Records from a data collection:
+ + + + +
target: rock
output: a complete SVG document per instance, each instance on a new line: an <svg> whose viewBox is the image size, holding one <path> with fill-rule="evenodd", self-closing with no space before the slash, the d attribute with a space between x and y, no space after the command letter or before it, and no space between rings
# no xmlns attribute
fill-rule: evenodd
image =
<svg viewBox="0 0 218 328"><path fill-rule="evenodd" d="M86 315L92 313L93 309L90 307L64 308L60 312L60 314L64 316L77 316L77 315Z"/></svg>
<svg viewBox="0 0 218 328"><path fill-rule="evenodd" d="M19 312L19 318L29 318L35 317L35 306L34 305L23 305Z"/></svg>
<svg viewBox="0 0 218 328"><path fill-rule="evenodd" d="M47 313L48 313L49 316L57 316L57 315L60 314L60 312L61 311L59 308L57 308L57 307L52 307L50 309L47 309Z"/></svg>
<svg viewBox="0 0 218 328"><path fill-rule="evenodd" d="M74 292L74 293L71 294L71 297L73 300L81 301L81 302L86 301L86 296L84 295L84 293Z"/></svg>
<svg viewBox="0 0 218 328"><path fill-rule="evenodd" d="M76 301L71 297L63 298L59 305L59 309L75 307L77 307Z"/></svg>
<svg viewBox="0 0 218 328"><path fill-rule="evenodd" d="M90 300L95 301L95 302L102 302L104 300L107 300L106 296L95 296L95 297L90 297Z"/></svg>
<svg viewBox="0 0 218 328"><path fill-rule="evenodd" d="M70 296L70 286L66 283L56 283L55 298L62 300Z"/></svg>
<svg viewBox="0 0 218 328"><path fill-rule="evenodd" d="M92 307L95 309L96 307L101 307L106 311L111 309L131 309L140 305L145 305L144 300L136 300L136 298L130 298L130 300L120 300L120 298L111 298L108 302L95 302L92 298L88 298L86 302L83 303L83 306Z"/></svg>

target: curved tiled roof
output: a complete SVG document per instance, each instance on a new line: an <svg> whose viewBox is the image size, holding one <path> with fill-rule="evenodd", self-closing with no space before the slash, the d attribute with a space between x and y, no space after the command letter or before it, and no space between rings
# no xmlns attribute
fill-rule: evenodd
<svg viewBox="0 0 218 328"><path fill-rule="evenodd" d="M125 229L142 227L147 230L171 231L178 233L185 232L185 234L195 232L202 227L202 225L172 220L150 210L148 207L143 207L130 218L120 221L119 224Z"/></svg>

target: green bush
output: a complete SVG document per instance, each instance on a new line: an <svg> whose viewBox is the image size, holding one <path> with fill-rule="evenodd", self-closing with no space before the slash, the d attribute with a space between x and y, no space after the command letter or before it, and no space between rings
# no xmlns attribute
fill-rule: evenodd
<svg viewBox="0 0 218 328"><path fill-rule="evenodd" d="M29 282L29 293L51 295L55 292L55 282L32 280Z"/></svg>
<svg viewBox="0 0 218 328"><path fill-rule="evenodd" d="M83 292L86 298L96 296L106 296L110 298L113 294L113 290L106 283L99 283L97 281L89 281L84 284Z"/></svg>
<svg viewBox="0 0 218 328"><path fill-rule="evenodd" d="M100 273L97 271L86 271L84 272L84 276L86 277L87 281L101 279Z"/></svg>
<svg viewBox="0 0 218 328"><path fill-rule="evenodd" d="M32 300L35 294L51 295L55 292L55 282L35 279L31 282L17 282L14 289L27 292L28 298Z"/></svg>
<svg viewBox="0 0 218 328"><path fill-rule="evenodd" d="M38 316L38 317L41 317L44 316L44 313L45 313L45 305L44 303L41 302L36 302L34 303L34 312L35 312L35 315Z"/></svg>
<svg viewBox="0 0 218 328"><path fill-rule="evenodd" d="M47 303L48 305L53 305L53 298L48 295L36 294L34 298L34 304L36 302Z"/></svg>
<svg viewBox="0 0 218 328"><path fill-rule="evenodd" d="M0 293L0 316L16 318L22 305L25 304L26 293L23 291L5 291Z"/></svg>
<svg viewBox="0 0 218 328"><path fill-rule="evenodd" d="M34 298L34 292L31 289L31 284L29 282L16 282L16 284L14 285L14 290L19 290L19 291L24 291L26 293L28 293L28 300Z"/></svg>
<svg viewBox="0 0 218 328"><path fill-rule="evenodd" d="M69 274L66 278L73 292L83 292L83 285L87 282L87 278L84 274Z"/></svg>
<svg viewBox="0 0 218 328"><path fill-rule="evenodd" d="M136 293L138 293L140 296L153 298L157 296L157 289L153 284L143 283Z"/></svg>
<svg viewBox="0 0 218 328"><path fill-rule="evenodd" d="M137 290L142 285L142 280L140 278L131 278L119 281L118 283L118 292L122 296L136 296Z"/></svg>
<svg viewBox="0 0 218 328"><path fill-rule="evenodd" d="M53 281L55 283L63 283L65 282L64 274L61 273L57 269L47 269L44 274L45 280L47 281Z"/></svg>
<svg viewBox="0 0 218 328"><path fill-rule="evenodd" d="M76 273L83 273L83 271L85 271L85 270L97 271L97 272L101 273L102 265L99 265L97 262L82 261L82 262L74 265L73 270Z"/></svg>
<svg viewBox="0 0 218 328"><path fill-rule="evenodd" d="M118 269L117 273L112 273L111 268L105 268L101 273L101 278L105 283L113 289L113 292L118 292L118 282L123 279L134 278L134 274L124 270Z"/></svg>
+ + + + +
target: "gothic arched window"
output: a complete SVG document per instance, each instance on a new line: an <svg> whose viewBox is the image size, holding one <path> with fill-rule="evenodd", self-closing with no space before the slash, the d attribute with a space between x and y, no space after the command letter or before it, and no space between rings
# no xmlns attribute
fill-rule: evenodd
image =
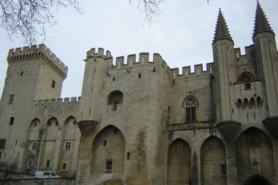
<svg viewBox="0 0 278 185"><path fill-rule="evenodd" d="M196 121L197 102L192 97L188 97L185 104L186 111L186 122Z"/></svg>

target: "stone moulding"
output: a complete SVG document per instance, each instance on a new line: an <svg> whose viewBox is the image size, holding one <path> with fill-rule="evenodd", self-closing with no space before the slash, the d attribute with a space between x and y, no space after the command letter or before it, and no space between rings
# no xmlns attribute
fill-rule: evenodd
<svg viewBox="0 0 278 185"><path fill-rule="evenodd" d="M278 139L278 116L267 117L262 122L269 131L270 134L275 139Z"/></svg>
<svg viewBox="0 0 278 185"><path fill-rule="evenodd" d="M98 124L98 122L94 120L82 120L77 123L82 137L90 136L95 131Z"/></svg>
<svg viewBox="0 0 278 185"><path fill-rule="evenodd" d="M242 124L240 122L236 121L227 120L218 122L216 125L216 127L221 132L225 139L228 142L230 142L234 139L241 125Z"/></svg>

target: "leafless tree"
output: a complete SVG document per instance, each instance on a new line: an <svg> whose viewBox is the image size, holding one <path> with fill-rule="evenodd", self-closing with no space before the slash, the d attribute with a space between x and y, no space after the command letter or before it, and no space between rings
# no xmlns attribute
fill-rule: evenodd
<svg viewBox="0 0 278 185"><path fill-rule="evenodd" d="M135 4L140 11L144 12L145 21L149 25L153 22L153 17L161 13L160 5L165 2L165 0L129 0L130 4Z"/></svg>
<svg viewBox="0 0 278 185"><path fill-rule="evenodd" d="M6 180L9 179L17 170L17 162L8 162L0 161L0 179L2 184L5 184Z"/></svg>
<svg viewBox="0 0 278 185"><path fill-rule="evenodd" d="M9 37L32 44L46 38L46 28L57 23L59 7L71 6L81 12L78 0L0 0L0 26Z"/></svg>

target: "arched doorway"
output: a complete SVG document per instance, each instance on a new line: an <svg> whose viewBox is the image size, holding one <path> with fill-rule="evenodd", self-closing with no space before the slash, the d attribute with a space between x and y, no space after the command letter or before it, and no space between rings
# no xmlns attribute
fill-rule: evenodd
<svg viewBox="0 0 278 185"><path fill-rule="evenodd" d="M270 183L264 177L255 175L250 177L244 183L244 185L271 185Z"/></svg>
+ + + + +
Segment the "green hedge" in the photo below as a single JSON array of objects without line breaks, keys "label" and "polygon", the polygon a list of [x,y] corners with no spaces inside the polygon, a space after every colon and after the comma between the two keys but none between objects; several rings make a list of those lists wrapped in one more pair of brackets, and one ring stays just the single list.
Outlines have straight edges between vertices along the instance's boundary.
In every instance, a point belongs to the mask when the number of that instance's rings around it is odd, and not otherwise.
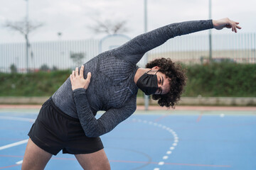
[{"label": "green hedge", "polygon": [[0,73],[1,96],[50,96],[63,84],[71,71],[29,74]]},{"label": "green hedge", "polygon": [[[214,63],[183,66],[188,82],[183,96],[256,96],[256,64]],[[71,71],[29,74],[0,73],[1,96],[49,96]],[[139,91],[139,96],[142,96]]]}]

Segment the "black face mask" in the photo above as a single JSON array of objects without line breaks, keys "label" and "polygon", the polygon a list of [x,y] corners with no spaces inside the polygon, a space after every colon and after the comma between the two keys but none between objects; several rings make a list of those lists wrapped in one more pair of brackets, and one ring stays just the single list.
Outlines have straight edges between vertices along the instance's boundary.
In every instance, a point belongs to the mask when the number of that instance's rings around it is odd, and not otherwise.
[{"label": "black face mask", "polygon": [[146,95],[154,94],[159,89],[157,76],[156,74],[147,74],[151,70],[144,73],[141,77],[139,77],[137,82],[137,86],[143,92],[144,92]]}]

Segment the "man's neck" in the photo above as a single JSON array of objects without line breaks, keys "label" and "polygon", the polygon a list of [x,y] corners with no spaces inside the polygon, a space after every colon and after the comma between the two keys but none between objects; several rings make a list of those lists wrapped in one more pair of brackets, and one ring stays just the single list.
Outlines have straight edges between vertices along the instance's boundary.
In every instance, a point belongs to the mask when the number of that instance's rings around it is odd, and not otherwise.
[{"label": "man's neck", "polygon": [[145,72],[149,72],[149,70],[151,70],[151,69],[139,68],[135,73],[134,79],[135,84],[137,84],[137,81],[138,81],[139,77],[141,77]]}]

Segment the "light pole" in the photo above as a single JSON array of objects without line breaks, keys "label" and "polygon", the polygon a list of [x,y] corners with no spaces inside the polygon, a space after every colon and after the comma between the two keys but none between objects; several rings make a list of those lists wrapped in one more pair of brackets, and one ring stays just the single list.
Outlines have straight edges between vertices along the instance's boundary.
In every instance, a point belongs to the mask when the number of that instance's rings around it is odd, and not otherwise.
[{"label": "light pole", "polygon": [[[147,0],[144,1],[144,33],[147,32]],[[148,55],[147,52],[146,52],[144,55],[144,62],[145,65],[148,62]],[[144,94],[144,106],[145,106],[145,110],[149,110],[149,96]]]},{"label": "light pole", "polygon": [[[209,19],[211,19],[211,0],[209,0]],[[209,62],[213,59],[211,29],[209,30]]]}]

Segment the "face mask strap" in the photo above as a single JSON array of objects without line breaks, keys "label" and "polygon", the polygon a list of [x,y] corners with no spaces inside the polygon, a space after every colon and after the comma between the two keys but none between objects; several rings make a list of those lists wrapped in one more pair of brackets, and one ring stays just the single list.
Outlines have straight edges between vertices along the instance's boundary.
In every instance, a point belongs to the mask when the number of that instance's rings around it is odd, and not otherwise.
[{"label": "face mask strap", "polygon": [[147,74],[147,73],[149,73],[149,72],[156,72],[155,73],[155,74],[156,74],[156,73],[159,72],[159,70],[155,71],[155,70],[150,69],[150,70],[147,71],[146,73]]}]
+ + + + +
## Given exercise
Extract every line of the records above that contains the word "target", treating uppercase and lowercase letters as different.

## Solution to the exercise
target: rock
target: curved tiled roof
target: green bush
target: "gothic arched window"
target: "stone moulding"
target: "leafless tree"
target: "arched doorway"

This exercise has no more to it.